Top of Data records

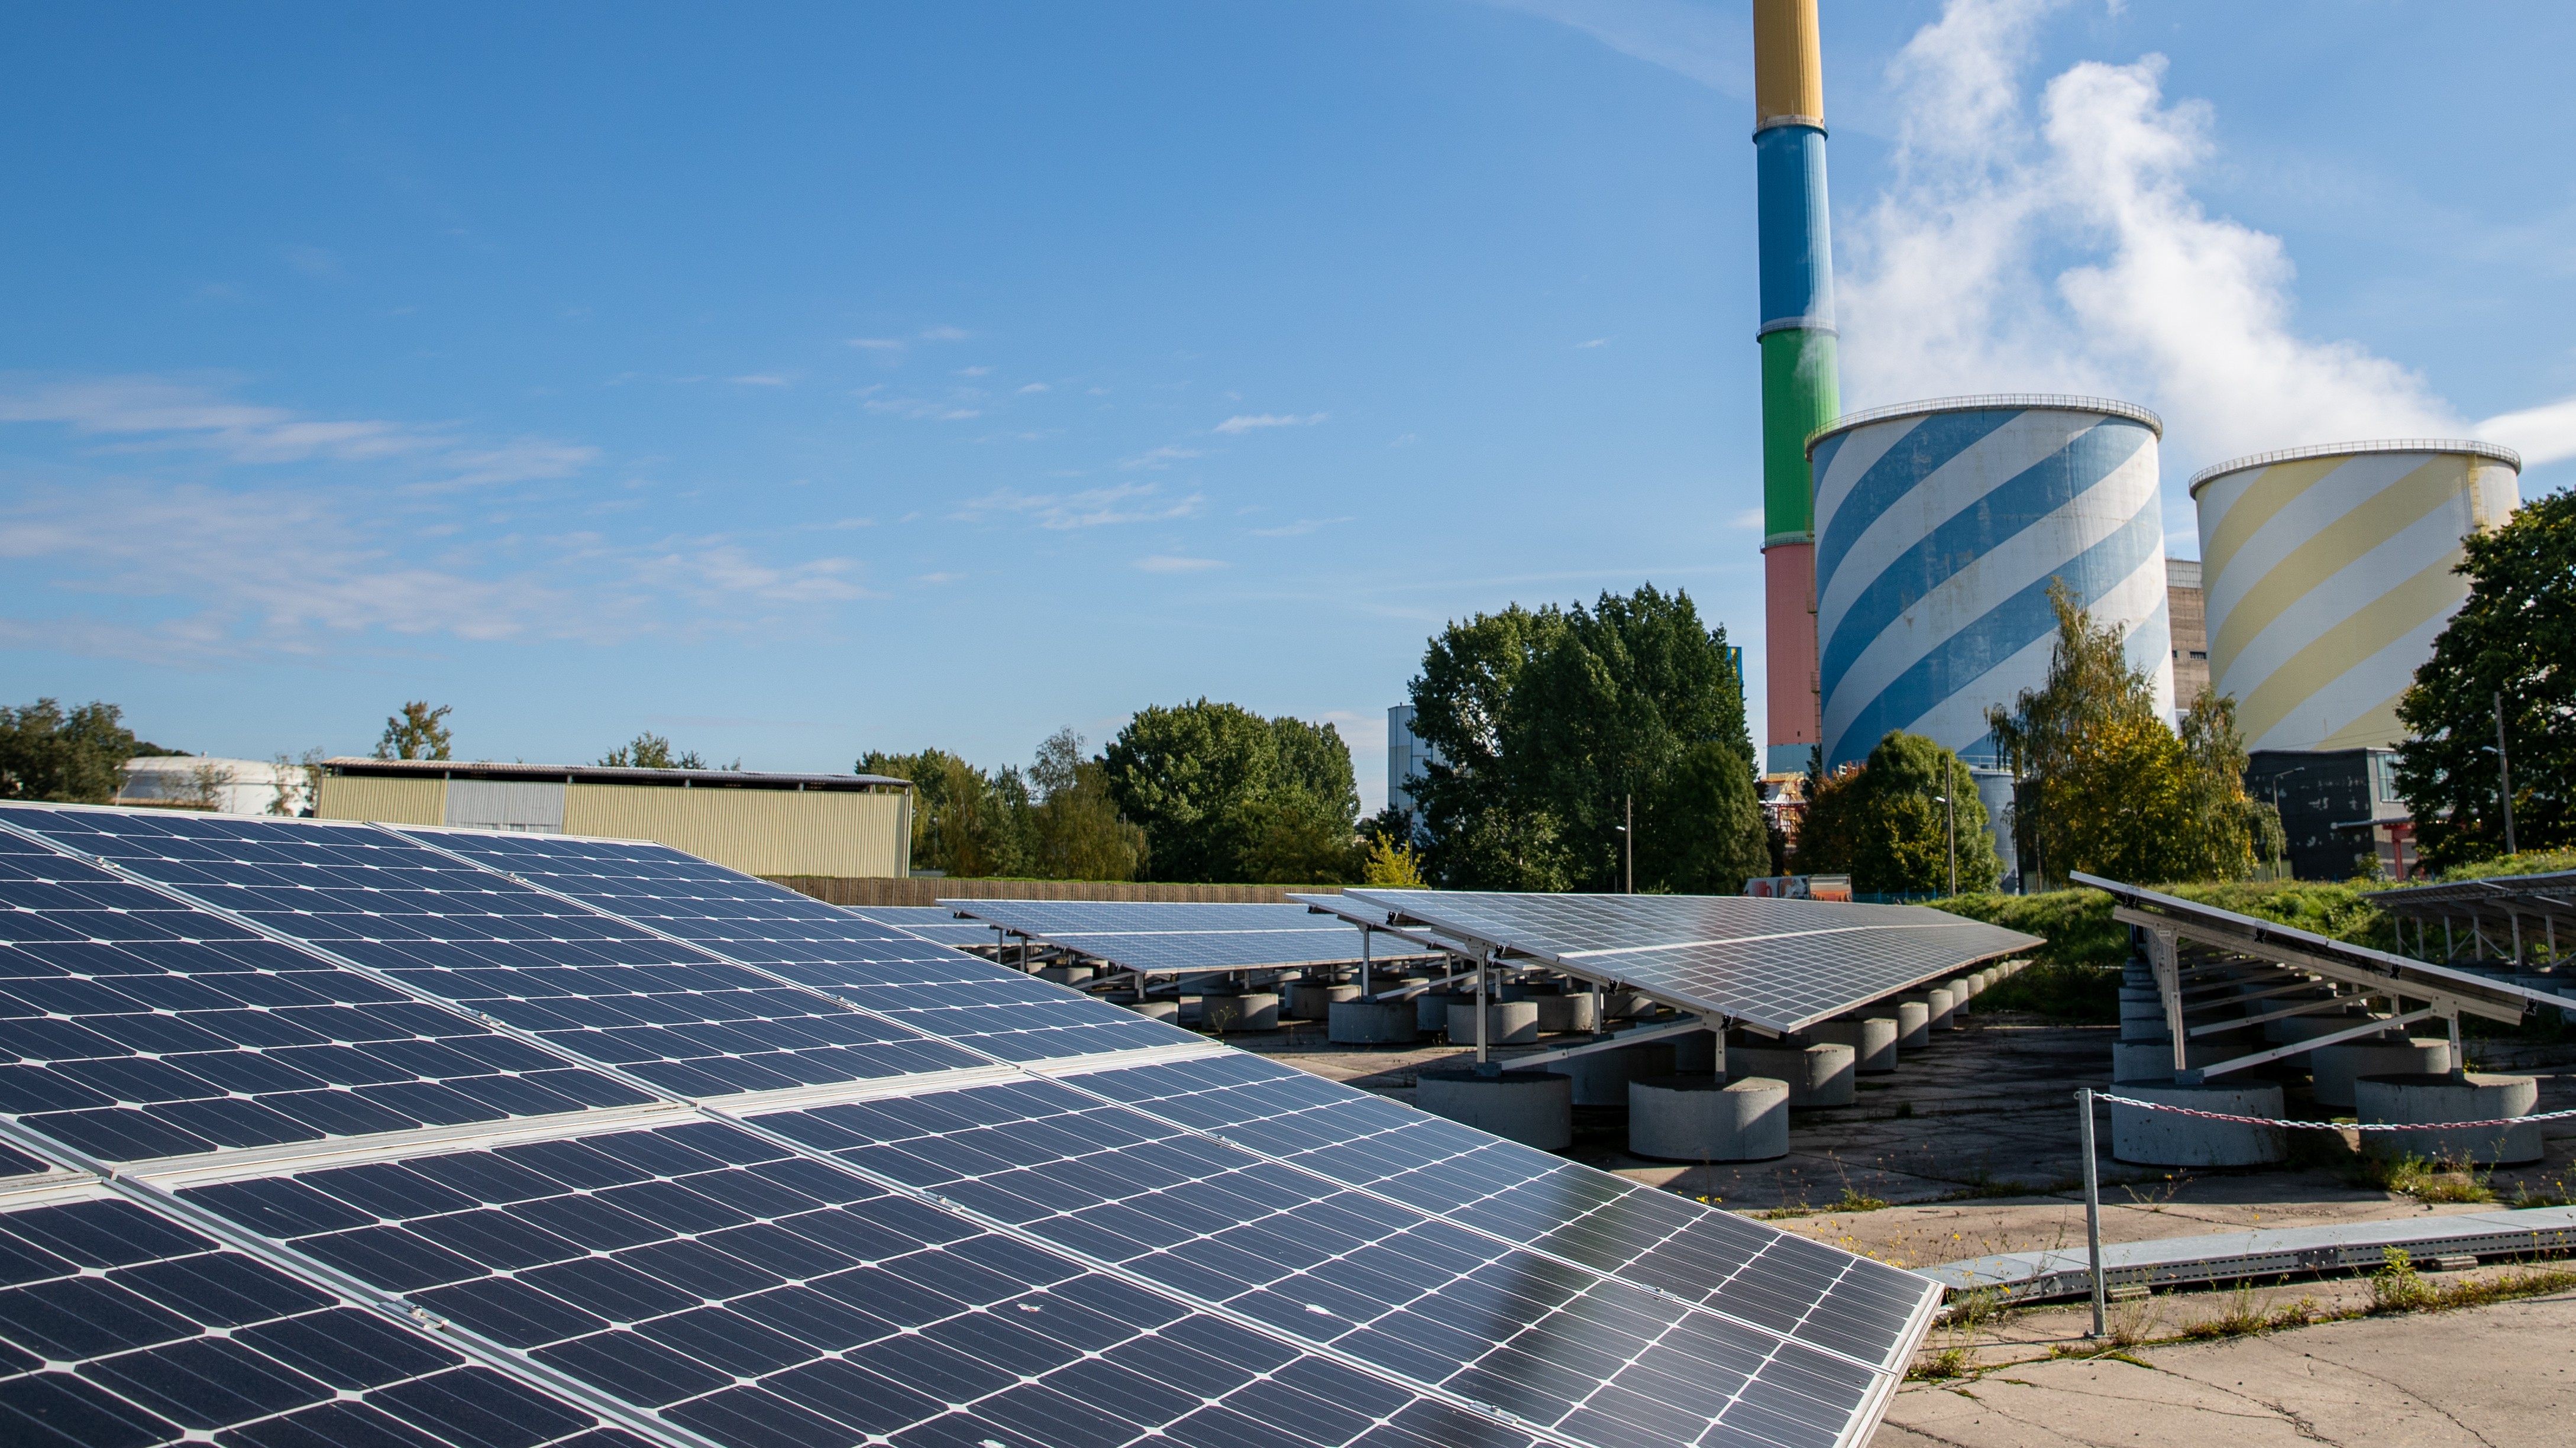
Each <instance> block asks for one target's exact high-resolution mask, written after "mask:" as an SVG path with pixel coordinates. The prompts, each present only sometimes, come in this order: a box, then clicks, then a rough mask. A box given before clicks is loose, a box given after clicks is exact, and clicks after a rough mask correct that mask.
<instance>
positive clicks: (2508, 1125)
mask: <svg viewBox="0 0 2576 1448" xmlns="http://www.w3.org/2000/svg"><path fill="white" fill-rule="evenodd" d="M2094 1100H2107V1103H2112V1105H2136V1108H2141V1110H2169V1113H2174V1116H2197V1118H2202V1121H2233V1123H2239V1126H2290V1129H2300V1131H2478V1129H2483V1126H2522V1123H2524V1121H2566V1118H2568V1116H2576V1110H2535V1113H2532V1116H2506V1118H2504V1121H2272V1118H2269V1116H2228V1113H2226V1110H2192V1108H2190V1105H2166V1103H2161V1100H2136V1098H2128V1095H2110V1092H2107V1090H2097V1092H2094Z"/></svg>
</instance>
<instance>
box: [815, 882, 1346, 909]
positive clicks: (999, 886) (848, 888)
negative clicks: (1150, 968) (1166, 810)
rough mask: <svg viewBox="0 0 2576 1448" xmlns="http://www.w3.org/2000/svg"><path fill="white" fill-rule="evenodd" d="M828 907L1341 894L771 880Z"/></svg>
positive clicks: (1135, 885)
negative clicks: (977, 899) (1288, 894)
mask: <svg viewBox="0 0 2576 1448" xmlns="http://www.w3.org/2000/svg"><path fill="white" fill-rule="evenodd" d="M770 879H773V881H775V884H783V886H788V889H793V891H799V894H811V897H814V899H819V902H824V904H938V902H943V899H1151V902H1170V899H1180V902H1200V904H1285V902H1288V891H1296V894H1342V886H1337V884H1151V881H1066V879H827V876H770Z"/></svg>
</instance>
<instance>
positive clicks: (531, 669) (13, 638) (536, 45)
mask: <svg viewBox="0 0 2576 1448" xmlns="http://www.w3.org/2000/svg"><path fill="white" fill-rule="evenodd" d="M0 26H5V28H0V39H5V44H0V67H5V85H0V124H5V129H8V134H10V137H13V142H15V144H10V147H8V149H5V152H0V191H5V196H8V198H10V201H8V206H0V268H5V276H8V278H10V281H8V286H5V289H0V559H5V567H0V680H5V688H0V696H5V701H26V698H33V696H62V698H67V701H85V698H108V701H116V703H121V706H126V711H129V721H131V724H134V727H137V729H139V732H142V734H144V737H149V739H157V742H162V745H173V747H188V750H204V752H219V755H255V757H263V755H270V752H281V750H286V752H301V750H307V747H317V745H319V747H327V750H335V752H363V750H366V747H368V745H371V742H374V737H376V732H379V729H381V721H384V716H386V714H389V711H392V709H394V706H397V703H399V701H404V698H433V701H440V703H451V706H453V709H456V714H453V721H456V734H459V750H461V752H464V755H474V757H526V760H587V757H598V755H600V752H603V750H608V747H613V745H618V742H621V739H626V737H631V734H634V732H636V729H657V732H662V734H670V737H672V739H675V742H680V745H688V747H696V750H701V752H706V755H711V757H716V760H732V757H737V755H739V757H742V763H744V765H750V768H799V770H845V768H850V760H853V757H855V755H858V752H860V750H866V747H886V750H914V747H925V745H943V747H951V750H958V752H963V755H969V757H974V760H979V763H1010V760H1025V757H1028V755H1030V750H1033V747H1036V742H1038V739H1041V737H1043V734H1048V732H1051V729H1056V727H1064V724H1072V727H1074V729H1079V732H1084V734H1087V737H1090V739H1092V745H1100V742H1103V739H1105V737H1108V734H1113V732H1115V729H1118V724H1121V721H1123V719H1126V714H1128V711H1133V709H1139V706H1144V703H1175V701H1185V698H1198V696H1211V698H1231V701H1239V703H1244V706H1252V709H1260V711H1265V714H1298V716H1309V719H1332V721H1337V724H1340V727H1342V729H1345V734H1347V737H1350V739H1352V745H1355V752H1358V763H1360V776H1363V791H1365V796H1368V801H1370V806H1376V804H1378V799H1381V796H1383V709H1386V706H1388V703H1396V701H1401V696H1404V683H1406V678H1409V675H1412V672H1414V667H1417V665H1419V657H1422V644H1425V639H1427V634H1432V631H1435V629H1437V626H1440V624H1443V621H1448V618H1458V616H1466V613H1473V611H1486V608H1499V605H1504V603H1512V600H1522V603H1546V600H1577V598H1592V595H1595V593H1600V590H1605V587H1607V590H1628V587H1633V585H1638V582H1649V580H1651V582H1656V585H1664V587H1687V590H1690V593H1692V595H1695V598H1698V600H1700V608H1703V611H1705V613H1708V616H1710V618H1716V621H1723V624H1728V629H1731V631H1734V634H1736V639H1739V642H1747V644H1752V647H1754V652H1759V634H1762V629H1759V557H1757V551H1754V549H1757V541H1759V533H1757V518H1759V513H1757V510H1759V446H1757V374H1754V363H1757V350H1754V340H1752V327H1754V255H1752V206H1754V196H1752V144H1749V124H1752V119H1749V116H1752V103H1749V90H1752V75H1749V59H1747V54H1749V21H1747V8H1744V5H1741V3H1739V0H1728V3H1721V5H1700V3H1690V0H1515V3H1476V0H1373V3H1327V0H1298V3H1293V5H1255V3H1236V5H1208V3H1188V5H1180V3H1175V5H1151V3H1133V5H1100V8H1077V5H974V3H948V5H935V8H927V5H925V8H891V5H889V8H850V5H817V8H791V5H762V8H734V10H726V13H716V10H693V8H675V5H665V8H639V5H616V8H611V5H590V8H580V5H549V8H459V5H440V8H368V10H348V8H319V5H317V8H294V5H263V8H224V10H204V8H198V10H188V8H157V10H111V8H31V5H21V8H13V10H10V13H8V15H5V18H0ZM1824 28H1826V100H1829V119H1832V124H1834V139H1832V186H1834V224H1837V263H1839V268H1842V273H1844V276H1842V281H1844V332H1847V335H1844V358H1847V374H1844V402H1847V405H1850V407H1865V405H1878V402H1901V399H1909V397H1922V394H1950V392H1981V389H2048V392H2107V394H2115V397H2130V399H2138V402H2146V405H2151V407H2159V410H2164V412H2166V417H2169V435H2166V446H2164V474H2166V495H2169V505H2166V520H2169V528H2172V531H2174V549H2177V551H2179V554H2192V551H2195V546H2192V518H2190V502H2187V500H2184V497H2182V482H2184V479H2187V477H2190V474H2192V472H2195V469H2197V466H2205V464H2210V461H2221V459H2226V456H2236V453H2244V451H2257V448H2272V446H2290V443H2316V441H2342V438H2354V435H2406V433H2421V430H2442V433H2445V435H2452V433H2478V430H2481V428H2483V433H2488V435H2499V441H2509V443H2514V446H2522V448H2524V451H2527V453H2530V456H2532V459H2535V466H2532V469H2530V472H2527V474H2524V495H2535V492H2543V490H2555V487H2566V484H2568V482H2576V461H2561V459H2576V407H2571V405H2568V399H2571V397H2576V335H2571V322H2568V319H2571V317H2576V180H2571V167H2568V165H2566V160H2563V157H2566V155H2568V144H2571V139H2576V137H2571V129H2576V100H2568V95H2566V88H2563V75H2561V72H2563V57H2566V54H2571V49H2576V10H2571V8H2566V5H2537V3H2532V5H2501V3H2499V5H2434V3H2391V0H2349V3H2334V5H2326V3H2275V5H2241V3H2233V5H2221V3H2200V0H2187V3H2182V0H2177V3H2151V0H2130V3H2128V5H2102V3H2099V0H2087V3H2076V0H2066V3H2045V0H1958V3H1955V5H1953V8H1950V10H1947V13H1945V8H1942V5H1935V3H1844V0H1826V5H1824ZM2154 57H2161V59H2154ZM2543 459H2548V461H2543ZM1752 672H1754V678H1757V680H1759V667H1754V670H1752ZM1759 716H1762V714H1759V701H1754V719H1759Z"/></svg>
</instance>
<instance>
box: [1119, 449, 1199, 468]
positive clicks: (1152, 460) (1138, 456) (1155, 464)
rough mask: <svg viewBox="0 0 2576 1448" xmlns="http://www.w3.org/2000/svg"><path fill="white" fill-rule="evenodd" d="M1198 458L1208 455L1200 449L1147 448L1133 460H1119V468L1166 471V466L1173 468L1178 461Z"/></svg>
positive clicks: (1131, 459) (1133, 459) (1141, 452)
mask: <svg viewBox="0 0 2576 1448" xmlns="http://www.w3.org/2000/svg"><path fill="white" fill-rule="evenodd" d="M1198 456H1206V453H1200V451H1198V448H1182V446H1162V448H1146V451H1141V453H1136V456H1131V459H1118V466H1123V469H1139V466H1146V469H1164V466H1172V464H1177V461H1185V459H1198Z"/></svg>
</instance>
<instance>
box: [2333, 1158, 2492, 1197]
mask: <svg viewBox="0 0 2576 1448" xmlns="http://www.w3.org/2000/svg"><path fill="white" fill-rule="evenodd" d="M2354 1177H2357V1180H2360V1185H2372V1188H2380V1190H2393V1193H2398V1196H2411V1198H2416V1201H2421V1203H2427V1206H2429V1203H2437V1201H2496V1190H2494V1188H2491V1185H2488V1180H2491V1177H2494V1172H2481V1170H2478V1167H2476V1165H2470V1162H2434V1159H2429V1157H2416V1154H2411V1152H2409V1154H2403V1157H2372V1154H2367V1152H2365V1154H2360V1157H2357V1159H2354Z"/></svg>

Bottom of Data records

Turn everything from the start of the listing down to the line containing "positive clicks: (2508, 1125)" into a numbered list, leaving out blank lines and pictures.

Finished task:
1. Each <instance> block asks for one target's exact high-resolution mask, written after "mask:" as an SVG path with pixel coordinates. The prompts, each present only sometimes, come in this order: a box, then clicks, then a rough mask. A box given before clicks is loose, a box given after clicks is exact, and clicks after a rough mask correct that mask.
2. <instance>
3. positive clicks: (2508, 1125)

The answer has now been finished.